**Makale:**

▽

Peki, İngiliz ekonomisinin Doğu Avrupalılar ve göçmenlerle yaşadığı bu sınav tüm Dünya'yı ve Avrupa'yı neden bu kadar çok heyecanlandırıyor? Brexit gerçekten de Avrupa'yı tuhaf bir zamanda yakaladı. Kuzeyinde ve Güneyinde yeterince dertle meşgul olan Avrupa, Londra'nın AB'den ayrılma kararıyla beraber yeni bir siyasi, iktisadi ve askeri geleceğe doğru ilerleyebilecek. AB için Birleşik Krallık sadece iktisadi bir güç anlamına gelmiyor. İngiltere küresel ve bölgesel birçok uluslararası örgüte, siyasi ve askeri karar alma mekanizmasına üye. Bu Haziran'da İngilizler ayrılma tercihine evet derlerse Brüksel satranç oyunundaki vezirini kaybetmiş gibi olacak. Böyle bir olasılığın gerçekleşmesi halinde AB'nin uluslararası alanda ciddi bir güç ve itibar kaybına uğrayacağını söyleyebiliriz. Ayrıca düşünülmesi gereken bir husus daha var: Birlik içerisinde AB'nin lokomotif ülkesi olan Almanya'nın karşısında dengeleyici bir güç olarak Fransa ile birlikte İngiltere'ye de ihtiyaç bulunmakta. Kısaca ekonomik ve askeri gücü ve siyasi yönelimleri nedeniyle AB içinde stratejik dengenin sağlanması için Londra AB'nin parçası olmaya devam etmeli.



İNGİLİZ PRAGMATİZMİ YİNE ETKİLİ OLACAK MI?

△

**Veri Kesiti:**
▽

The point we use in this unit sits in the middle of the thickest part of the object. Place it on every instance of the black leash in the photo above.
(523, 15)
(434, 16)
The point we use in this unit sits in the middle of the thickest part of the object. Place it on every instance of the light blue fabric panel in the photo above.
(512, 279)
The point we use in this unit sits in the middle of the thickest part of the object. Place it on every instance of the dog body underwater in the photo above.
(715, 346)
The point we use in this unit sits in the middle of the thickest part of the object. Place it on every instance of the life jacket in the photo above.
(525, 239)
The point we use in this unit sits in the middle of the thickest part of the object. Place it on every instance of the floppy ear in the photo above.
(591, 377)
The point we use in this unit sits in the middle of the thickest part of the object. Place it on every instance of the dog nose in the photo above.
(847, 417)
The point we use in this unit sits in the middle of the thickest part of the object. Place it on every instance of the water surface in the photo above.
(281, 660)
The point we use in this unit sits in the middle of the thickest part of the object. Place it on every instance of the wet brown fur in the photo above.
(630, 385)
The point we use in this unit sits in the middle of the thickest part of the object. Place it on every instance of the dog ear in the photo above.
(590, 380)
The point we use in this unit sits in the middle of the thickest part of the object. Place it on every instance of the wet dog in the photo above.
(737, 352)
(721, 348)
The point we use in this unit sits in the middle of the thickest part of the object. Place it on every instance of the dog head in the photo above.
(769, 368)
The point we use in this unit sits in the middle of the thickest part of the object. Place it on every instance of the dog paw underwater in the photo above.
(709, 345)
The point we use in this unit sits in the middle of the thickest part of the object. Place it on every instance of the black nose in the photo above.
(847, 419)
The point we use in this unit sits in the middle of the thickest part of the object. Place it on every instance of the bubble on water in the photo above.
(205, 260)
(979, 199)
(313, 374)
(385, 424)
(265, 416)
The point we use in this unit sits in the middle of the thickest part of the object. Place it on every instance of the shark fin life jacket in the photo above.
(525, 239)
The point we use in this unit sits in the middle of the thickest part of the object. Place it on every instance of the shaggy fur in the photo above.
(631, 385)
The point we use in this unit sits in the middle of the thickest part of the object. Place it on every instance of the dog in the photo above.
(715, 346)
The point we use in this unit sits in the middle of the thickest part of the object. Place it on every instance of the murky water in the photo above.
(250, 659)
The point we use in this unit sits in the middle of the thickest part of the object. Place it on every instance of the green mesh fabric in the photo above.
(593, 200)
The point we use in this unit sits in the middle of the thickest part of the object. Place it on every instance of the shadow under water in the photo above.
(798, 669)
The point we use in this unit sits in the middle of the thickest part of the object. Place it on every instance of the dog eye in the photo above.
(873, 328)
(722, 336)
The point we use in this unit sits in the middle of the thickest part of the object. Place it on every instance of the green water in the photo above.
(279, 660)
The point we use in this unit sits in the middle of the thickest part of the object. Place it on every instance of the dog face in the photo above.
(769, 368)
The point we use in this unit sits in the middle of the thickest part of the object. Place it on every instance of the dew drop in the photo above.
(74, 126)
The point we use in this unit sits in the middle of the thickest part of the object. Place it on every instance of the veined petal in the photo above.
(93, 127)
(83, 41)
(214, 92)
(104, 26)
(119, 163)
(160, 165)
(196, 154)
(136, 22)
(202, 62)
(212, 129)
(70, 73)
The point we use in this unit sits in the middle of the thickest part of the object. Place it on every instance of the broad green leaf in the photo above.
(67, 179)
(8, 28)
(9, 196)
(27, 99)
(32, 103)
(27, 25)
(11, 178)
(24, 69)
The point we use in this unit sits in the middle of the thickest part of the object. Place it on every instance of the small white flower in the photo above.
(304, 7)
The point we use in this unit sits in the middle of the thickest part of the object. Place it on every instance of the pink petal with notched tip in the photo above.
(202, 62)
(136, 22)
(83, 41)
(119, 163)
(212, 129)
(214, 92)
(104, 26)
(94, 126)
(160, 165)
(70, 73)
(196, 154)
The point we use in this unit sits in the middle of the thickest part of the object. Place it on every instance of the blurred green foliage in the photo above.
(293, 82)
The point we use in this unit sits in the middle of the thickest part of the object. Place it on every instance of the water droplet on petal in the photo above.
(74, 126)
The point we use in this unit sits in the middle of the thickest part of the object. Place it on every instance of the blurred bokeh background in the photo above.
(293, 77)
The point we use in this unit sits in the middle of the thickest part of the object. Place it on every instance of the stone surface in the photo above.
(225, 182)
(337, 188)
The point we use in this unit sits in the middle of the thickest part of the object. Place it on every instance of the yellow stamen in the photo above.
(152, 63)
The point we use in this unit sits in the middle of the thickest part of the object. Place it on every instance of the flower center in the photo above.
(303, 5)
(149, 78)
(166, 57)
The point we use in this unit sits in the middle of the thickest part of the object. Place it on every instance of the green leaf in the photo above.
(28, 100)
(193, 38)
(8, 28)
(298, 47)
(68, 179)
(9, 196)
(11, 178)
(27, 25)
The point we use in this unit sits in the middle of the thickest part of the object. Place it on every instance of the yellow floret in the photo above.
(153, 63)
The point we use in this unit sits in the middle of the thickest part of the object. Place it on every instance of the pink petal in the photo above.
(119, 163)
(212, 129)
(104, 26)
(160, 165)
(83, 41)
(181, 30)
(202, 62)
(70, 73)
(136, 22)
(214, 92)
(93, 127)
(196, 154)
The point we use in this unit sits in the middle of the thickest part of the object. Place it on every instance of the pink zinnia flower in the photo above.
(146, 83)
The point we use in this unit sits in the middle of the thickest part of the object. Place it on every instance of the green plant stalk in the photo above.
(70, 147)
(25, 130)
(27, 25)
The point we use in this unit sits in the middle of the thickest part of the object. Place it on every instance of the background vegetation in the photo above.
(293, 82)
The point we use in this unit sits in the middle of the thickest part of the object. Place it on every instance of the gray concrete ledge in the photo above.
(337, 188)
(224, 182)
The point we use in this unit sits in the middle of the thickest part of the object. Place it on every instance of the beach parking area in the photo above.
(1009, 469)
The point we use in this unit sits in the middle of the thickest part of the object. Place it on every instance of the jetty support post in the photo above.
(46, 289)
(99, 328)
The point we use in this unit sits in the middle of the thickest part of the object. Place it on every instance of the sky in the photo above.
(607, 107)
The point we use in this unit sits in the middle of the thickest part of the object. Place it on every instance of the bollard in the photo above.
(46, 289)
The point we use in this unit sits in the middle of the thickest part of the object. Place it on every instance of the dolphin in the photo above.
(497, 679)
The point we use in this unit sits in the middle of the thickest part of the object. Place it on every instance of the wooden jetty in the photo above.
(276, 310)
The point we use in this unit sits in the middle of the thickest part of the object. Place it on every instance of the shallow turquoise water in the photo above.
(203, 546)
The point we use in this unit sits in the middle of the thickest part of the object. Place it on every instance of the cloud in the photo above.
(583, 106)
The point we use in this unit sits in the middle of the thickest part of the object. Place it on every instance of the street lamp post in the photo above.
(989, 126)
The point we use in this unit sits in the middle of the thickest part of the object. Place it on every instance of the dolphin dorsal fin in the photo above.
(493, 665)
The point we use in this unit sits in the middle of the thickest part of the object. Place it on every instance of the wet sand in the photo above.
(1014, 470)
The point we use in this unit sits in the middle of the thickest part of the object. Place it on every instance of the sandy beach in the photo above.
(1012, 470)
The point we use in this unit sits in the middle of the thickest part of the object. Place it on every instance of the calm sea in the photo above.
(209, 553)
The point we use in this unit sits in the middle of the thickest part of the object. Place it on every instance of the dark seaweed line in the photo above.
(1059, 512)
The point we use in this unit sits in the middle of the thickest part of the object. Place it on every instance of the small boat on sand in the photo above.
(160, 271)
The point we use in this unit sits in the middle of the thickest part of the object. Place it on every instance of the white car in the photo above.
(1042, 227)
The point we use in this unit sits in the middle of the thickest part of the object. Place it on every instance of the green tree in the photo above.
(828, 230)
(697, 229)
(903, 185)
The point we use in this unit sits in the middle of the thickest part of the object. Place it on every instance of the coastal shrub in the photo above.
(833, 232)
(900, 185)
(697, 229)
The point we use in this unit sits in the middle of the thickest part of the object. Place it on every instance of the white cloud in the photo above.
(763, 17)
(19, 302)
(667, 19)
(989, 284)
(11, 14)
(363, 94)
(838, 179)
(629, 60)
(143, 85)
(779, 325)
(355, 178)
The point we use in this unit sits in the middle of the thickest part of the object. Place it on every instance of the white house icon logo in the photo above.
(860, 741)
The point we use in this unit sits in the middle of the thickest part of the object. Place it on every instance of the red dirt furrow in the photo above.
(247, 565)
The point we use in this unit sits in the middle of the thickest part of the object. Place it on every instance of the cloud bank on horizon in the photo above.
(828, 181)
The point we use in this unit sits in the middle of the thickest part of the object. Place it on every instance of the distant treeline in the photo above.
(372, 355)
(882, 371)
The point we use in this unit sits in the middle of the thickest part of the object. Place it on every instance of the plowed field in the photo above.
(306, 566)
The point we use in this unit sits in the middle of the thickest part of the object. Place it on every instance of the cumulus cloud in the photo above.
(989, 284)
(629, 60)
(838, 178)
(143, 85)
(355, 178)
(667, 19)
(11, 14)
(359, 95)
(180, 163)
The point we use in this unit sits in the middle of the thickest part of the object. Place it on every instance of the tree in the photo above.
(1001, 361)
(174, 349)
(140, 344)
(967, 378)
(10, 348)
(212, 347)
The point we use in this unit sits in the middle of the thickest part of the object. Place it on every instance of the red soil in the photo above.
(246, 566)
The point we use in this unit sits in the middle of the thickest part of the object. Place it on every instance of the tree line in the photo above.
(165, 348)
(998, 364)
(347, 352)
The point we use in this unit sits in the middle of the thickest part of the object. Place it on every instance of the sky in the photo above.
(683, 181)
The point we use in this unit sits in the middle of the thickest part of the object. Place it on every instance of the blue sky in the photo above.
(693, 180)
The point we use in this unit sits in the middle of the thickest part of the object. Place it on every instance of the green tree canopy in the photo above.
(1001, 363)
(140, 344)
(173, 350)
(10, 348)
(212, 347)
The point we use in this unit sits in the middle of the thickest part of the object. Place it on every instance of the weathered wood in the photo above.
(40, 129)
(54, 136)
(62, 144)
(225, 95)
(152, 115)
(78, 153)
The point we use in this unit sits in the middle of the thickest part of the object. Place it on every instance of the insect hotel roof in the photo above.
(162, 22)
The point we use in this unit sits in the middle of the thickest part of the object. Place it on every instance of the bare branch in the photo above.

△

**Görevler:**
a) Brexit yazısında geçen şu cümleyi İngilizceye çevirin: "AB için Birleşik Krallık sadece iktisadi bir güç anlamına gelmiyor."
b) Brexit yazısına göre AB içinde Almanya'nın karşısında dengeleyici bir güç olarak Fransa'yla birlikte hangi ülkeye ihtiyaç var?
Bu işleri yapmak için kayıtlara bakmanız gerekmiyor.

**Görev Yanıtları:**
a) For the EU, the United Kingdom does not mean only an economic power.

b) İngiltere'ye.